What needs to be done:
Images aside, the whole listing should be written out word for word.

Data:
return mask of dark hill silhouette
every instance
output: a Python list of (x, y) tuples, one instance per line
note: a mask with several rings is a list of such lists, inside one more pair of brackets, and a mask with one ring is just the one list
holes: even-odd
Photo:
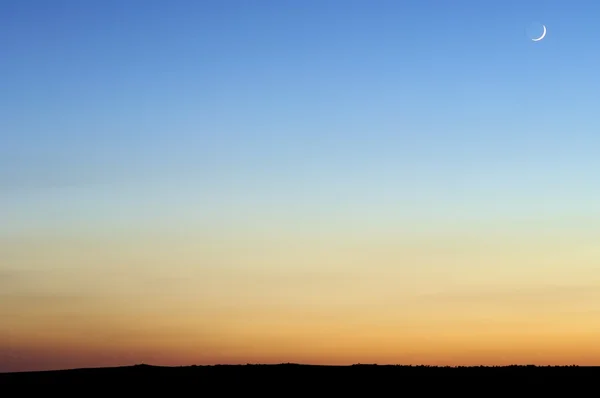
[[(479, 396), (500, 392), (511, 396), (552, 393), (578, 396), (596, 391), (600, 367), (435, 367), (356, 364), (351, 366), (211, 365), (164, 367), (134, 365), (113, 368), (86, 368), (55, 371), (0, 373), (0, 390), (23, 388), (76, 388), (87, 393), (100, 390), (125, 393), (135, 388), (169, 395), (184, 391), (190, 395), (274, 394), (312, 395), (367, 394), (413, 395), (474, 392)], [(164, 390), (164, 389), (168, 390)], [(96, 391), (97, 390), (97, 391)], [(414, 391), (413, 391), (414, 390)], [(49, 393), (50, 390), (44, 390)], [(131, 390), (134, 391), (134, 390)], [(219, 392), (220, 391), (220, 392)], [(183, 393), (183, 392), (182, 392)], [(10, 395), (7, 395), (10, 396)]]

Output of the exercise:
return mask of dark hill silhouette
every instance
output: a Python list of (x, y) tuples, one instance per line
note: a mask with several rings is a list of such lists, inside one more pair of brackets, and a mask with one ring is just the one list
holes: even-odd
Photo:
[[(479, 396), (500, 392), (511, 396), (552, 393), (578, 396), (596, 391), (600, 367), (435, 367), (356, 364), (351, 366), (211, 365), (164, 367), (134, 365), (113, 368), (86, 368), (55, 371), (0, 373), (0, 390), (23, 388), (76, 388), (87, 393), (100, 390), (125, 393), (135, 388), (169, 395), (184, 391), (190, 395), (274, 394), (312, 395), (367, 394), (413, 395), (474, 392)], [(164, 390), (164, 389), (168, 390)], [(96, 391), (97, 390), (97, 391)], [(414, 391), (413, 391), (414, 390)], [(49, 393), (50, 390), (44, 390)], [(131, 390), (134, 391), (134, 390)], [(219, 392), (220, 391), (220, 392)], [(183, 393), (183, 392), (182, 392)], [(10, 395), (7, 395), (10, 396)]]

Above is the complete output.